> [What to work on] Below are records. Copy every line with "fingernail" in it.

====== Data supplied

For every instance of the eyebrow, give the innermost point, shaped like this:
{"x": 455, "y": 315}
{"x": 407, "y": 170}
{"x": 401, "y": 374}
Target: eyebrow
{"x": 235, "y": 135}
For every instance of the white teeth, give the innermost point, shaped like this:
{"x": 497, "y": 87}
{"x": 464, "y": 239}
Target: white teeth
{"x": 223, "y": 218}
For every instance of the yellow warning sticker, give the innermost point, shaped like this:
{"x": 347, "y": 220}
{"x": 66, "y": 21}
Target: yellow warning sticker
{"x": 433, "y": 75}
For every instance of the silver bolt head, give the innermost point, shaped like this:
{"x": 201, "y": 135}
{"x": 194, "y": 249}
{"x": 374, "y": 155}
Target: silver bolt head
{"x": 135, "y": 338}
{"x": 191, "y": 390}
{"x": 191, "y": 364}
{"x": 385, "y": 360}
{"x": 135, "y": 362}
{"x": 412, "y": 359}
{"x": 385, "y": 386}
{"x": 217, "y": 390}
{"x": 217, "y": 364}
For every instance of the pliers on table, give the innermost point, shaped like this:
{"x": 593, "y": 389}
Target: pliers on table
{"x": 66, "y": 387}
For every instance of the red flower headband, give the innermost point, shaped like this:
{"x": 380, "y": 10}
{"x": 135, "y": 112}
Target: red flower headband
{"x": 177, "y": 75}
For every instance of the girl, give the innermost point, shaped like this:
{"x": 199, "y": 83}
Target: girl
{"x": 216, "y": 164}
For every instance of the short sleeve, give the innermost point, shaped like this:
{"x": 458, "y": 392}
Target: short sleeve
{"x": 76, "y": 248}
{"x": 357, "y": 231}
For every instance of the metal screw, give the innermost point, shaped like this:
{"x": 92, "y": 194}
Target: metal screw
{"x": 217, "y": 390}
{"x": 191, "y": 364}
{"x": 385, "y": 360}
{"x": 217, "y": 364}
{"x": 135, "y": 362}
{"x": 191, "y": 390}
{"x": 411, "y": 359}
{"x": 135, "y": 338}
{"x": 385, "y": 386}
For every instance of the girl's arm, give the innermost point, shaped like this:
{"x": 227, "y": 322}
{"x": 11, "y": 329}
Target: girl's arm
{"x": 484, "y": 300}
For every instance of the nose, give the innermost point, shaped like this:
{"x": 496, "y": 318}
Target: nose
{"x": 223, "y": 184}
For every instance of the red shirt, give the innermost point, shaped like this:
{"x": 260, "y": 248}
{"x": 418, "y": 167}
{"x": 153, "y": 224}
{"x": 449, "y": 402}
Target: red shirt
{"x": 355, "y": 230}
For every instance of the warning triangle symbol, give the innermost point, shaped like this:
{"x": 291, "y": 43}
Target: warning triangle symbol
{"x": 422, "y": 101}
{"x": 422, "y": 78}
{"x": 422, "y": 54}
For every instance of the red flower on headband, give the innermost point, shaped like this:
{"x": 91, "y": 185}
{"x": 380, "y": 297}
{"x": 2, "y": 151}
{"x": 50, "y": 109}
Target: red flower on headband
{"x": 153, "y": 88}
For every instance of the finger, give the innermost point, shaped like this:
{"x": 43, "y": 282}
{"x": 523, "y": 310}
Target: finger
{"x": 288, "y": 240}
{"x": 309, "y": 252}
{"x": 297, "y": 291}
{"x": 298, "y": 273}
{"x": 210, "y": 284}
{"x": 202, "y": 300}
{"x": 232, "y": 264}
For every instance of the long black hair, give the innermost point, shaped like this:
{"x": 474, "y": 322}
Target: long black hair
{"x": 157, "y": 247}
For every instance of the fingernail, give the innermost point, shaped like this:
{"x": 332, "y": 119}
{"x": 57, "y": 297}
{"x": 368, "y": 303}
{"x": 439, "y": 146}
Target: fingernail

============

> [Response to the exercise]
For every instance of the fingernail, give the innermost point, shaped like this:
Target: fingernail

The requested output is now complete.